* [Texto]
-------
Iogurte com formigas? Tradição búlgara inspira pesquisa que explica como formigas podem agir como fermento

Clientes do restaurante Alchemist, em Copenhague, já estão acostumados ao inusitado. A casa, considerada o quinto melhor restaurante do mundo, serve pratos como pombo envelhecido em cera de abelha e cérebros de cordeiro servidos em crânios branqueados de cordeiro, com larvas torradas como guarnição. Por isso, quando a microbiologista dinamarquesa Leonie Jahn soube que os chefs estavam testando uma antiga receita búlgara de iogurte, não se espantou — mas ficou curiosa.
Eles estavam colocando formigas no leite.
— Pensei: “OK, isso parece interessante” — contou a pesquisadora, que é professora da Universidade Técnica da Dinamarca.
O iogurte tradicional é feito com um fermento inicial de bactérias vivas, que transforma o leite em uma massa cremosa e azeda. Mas no caso do iogurte com formigas, qual seria o segredo?
— O que as formigas estão fazendo? — perguntou a cientista. — É a acidez? São os micróbios?
-------
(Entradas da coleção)
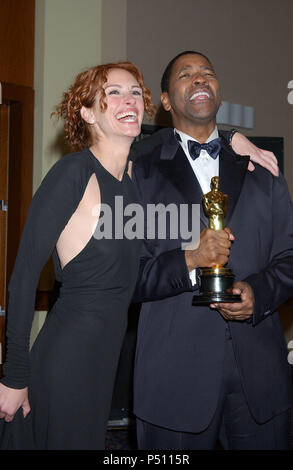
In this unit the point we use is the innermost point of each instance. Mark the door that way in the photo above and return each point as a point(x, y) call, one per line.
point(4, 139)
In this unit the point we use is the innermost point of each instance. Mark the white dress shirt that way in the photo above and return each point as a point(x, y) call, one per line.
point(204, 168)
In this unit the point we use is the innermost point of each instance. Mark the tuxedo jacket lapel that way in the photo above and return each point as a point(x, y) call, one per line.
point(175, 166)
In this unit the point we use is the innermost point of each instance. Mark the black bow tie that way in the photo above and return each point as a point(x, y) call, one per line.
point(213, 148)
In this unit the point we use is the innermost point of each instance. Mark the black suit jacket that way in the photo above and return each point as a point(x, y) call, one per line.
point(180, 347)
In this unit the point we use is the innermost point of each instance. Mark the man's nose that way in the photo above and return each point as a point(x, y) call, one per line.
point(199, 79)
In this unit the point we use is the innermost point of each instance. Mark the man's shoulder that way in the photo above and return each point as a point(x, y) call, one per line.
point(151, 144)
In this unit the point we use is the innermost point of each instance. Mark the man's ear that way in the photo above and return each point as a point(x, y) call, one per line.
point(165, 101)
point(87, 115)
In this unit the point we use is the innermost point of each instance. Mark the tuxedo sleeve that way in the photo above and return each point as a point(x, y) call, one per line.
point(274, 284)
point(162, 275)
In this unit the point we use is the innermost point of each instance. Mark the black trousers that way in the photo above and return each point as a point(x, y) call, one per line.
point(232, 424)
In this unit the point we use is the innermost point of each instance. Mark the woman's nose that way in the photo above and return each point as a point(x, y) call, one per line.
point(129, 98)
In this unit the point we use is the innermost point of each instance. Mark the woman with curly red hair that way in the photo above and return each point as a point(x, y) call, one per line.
-------
Devolva sem nenhuma alteração o trecho do texto sobre o iogurte com formigas que começa em "Eles estavam colocando" e segue até "Técnica da Dinamarca.". Não é preciso consultar o material.

* [Resultado do exercício]
Eles estavam colocando formigas no leite.
— Pensei: “OK, isso parece interessante” — contou a pesquisadora, que é professora da Universidade Técnica da Dinamarca.